## [GIVEN PASSAGE]
On reaching target depth the liner hanger 222 provided at the upper end of the liner 220 is activated and slips 258 in the hanger 222 engage the surrounding casing 212.
The liner 220 is then cemented in a similar manner to the liner 120 described above. Given the reduced effective weight of the assembly 268, and the reduced friction between the assembly 268 and the surrounding bore wall, it is possible to rotate the liner 220 as cement slurry 226a is circulated up the outer annulus 224, which improves the quality of the bond formed between the liner 220 and the surrounding cement 226.
Once the desired volume of cement 226a has been pumped into the well 200 a displacement fluid 264 separated from the cement 226a by a top plug and/or ball 266. The cement 226a is thus pumped through the liner running string 254, the liner running tool 250, the inner string 240, and the flow port 244 in the shoe 234, until the ball 266 lands in and blocks the flow port 244. The ball 266 is locked in the port 244 thus preventing any possibility of U-tubing, that is the dense cement slurry 226a flowing down and out of the annulus 224 and back through the port 244.
Once the desired amount of cement 226a has been pumped into the bore 206 the liner hanger seals 260 may be set to provide a fluid-tight seal between the upper end of the liner 220 and the surrounding casing 212.
A further increase in pressure in the inner string 240 opens the port 246. Fluid may then be pumped into the distal volume 252b and the air 238 compressed. The liner running tool 250 also includes a port provided with a valve 272 which controls flow into and from the proximal portion 252a of the inner annulus 252.
When the operator is ready to retrieve the liner running assembly, the liner running string 254 is rotated to disengage the liner running tool 250 from the upper end of the liner 220. The liner running string 254 is then raised further to unset the packer 276 within the inner annulus 252, allowing the compressed air 238 in the distal volume 252b to mix with the fluid 237 in the proximal volume 252a.
Fluid from the volume 274 above the assembly 268 may be reverse circulated through the inner annulus 252, through the flow-passage 246 and back up the inner-string 240 to surface. This reverse circulation removes any entrapped air and circulates the well 200 back to a single fluid.
To facilitate safe displacement of the air 238 out of the well 200, and prior to retrieving the liner running assembly, the well control system of the mobile offshore drilling unit 202 is utilised to control the flow of fluid from the well 200. This could involve use of the sub-sea blow-out preventer to seal in the well 200, including the running string annulus 274, choke and kill lines to direct and control flow into and out of the well 200, and the surface manifold and choke to control, separate and divert well fluid flow at surface.
The liner running string 254 is then raised further to extend the telescopic section 248 in the inner string 240, allowing torque to be transferred between the inner string portions 240a, 240b, to disengage the bottom end of the inner string 240 from the liner shoe 234. The running string 254, running tool 250 and inner string 240 may then be retrieved to surface.
In the example described above the liner assembly 268 is run into the bore 206 with a portion of the inner annulus 252b filled with air 238 at atmospheric pressure. The skilled person will appreciate that this will result in an imbalance of pressure acting on the liner 220 as the assembly is run deeper into the bore 206 and the surrounding hydrostatic pressure increases. The upper or proximal portion of the inner annulus 252a is filled with substantially incompressible drilling fluid 237 which will support the corresponding portion of the liner 220. Clearly, the skilled person will ensure that the liner 220 surrounding the air-filled portion of the inner annulus 252b is selected to withstand the expected hydrostatic pressure forces and temperature-related expansion forces that will result in pressure changes.

## [RECORDED DATA]
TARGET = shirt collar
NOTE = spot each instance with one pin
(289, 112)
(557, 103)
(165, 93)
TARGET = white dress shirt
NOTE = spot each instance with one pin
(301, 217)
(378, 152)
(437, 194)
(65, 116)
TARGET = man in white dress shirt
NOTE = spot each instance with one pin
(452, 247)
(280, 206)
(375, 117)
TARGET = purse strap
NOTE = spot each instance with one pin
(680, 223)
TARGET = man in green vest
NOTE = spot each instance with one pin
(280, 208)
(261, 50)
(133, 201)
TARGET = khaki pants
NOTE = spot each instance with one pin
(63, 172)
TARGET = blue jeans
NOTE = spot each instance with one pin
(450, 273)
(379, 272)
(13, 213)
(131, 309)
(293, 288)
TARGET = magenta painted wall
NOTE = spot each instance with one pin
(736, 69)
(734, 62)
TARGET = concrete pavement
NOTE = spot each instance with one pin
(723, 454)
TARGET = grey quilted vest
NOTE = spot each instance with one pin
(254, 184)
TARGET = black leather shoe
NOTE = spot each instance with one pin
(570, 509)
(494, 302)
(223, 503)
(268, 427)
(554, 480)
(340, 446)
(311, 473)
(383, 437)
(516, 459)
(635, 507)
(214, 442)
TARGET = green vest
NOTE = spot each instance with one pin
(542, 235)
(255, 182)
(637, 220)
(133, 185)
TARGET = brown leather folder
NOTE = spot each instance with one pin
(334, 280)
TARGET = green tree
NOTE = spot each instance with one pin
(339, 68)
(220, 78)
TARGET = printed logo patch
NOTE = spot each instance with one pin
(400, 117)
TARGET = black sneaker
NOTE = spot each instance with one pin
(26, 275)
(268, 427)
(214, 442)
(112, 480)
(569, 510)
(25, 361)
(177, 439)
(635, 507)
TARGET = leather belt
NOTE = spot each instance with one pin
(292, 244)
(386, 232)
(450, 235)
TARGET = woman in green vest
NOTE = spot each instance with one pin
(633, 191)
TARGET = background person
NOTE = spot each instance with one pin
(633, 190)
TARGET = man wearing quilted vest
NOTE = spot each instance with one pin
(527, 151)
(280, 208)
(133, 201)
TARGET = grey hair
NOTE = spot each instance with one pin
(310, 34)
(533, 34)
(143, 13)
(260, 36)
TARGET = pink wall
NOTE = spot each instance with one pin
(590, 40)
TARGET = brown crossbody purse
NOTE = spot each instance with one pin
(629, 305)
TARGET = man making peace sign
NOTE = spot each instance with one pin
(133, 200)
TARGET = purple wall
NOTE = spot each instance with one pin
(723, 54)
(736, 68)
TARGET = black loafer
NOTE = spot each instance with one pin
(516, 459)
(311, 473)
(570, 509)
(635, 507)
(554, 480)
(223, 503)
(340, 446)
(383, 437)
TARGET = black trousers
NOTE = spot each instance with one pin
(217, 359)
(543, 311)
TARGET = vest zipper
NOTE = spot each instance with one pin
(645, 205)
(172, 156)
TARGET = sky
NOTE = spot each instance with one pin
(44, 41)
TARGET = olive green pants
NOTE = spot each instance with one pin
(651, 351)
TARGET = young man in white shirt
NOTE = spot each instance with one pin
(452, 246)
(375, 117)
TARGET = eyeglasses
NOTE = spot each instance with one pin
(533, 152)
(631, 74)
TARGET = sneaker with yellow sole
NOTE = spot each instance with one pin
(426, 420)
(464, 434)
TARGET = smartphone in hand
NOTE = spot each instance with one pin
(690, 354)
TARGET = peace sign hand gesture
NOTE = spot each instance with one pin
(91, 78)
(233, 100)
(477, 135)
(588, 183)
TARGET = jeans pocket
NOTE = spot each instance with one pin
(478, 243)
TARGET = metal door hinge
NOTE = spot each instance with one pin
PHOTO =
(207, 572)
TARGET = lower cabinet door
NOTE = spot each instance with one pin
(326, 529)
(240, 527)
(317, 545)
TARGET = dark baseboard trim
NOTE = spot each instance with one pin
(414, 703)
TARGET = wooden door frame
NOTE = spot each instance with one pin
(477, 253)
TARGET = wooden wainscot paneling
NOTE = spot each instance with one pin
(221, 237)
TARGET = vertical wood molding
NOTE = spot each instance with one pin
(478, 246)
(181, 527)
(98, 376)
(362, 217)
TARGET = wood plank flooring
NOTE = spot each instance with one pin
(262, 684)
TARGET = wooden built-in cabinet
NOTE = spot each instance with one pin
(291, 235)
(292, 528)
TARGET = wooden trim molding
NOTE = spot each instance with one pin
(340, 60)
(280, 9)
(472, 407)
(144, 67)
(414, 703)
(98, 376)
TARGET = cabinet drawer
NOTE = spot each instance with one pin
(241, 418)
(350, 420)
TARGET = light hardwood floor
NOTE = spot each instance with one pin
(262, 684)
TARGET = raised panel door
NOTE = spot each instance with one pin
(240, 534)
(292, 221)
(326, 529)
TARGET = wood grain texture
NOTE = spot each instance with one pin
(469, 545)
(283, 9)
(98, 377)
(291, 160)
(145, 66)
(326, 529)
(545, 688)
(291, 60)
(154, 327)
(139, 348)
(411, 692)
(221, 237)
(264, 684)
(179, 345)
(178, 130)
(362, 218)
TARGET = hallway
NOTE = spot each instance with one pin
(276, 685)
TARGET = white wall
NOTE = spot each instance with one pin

## [WHAT YOU WILL DO]
a. In the liner cementing passage, why can the liner 220 be rotated while cement slurry is circulated up the outer annulus, and what does that rotation improve?
b. Can you carry the liner cementing passage on from the point where it stops?

## [ANSWERS FOR THIS EXERCISE]
a. The liner can be rotated because the assembly has a reduced effective weight and there is reduced friction between the assembly and the surrounding bore wall. Rotating it while the cement slurry circulates improves the quality of the bond formed between the liner and the surrounding cement.

b.
In other examples the operator may pressurise the inner annulus 152, 252, for example by pumping material into the annulus after the annulus volume has been sealed by the running tool 150, 250. For example, the operator may pump air or an inert gas, such as nitrogen, into the volume.
It will be apparent to the skilled person that many of the elements of the various well constructions described above may be modified or omitted. For example, a packer, swab cup or the like may be provided in the inner annulus of the first example to separate the drilling fluid from the air. In a variation of the second example multiple packers may be provided, allowing three or more separate volumes to be provided within the annulus 252. The location of the buoyant material within the inner annulus may also be varied as desired. The skilled person will appreciate that there are a variety of liner hangers available from a variety of different suppliers, and that the liner hanger setting steps and procedures described above are only provided by way of example.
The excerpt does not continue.